++++ Material provided ++++
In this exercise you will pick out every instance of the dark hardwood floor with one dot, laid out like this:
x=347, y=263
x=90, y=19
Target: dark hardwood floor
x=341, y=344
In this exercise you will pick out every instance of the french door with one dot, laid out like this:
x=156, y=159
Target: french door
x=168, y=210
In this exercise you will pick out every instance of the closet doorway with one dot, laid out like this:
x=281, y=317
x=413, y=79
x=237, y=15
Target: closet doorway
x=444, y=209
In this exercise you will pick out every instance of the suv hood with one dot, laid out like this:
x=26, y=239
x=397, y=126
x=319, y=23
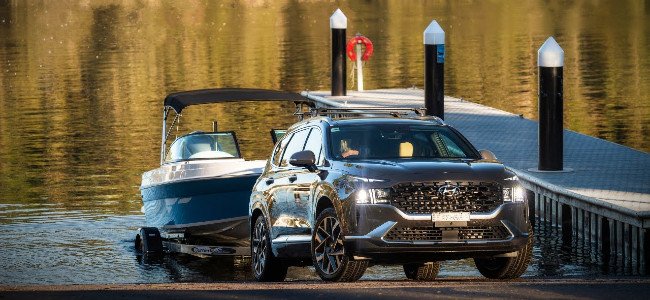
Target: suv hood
++++
Task directions: Locate all lines in the listing above with the word "like". Copy them.

Exercise solution:
In this exercise you will pick out every instance of the dark hardwood floor with one dot, laid out like this:
In this exercise you will pick out every instance of the french door with one dot, laid out like this:
In this exercise you will pick out every instance of the closet doorway with one dot, laid out like this:
In this exercise you will pick out every instance of the suv hood with one dot, laid out like this:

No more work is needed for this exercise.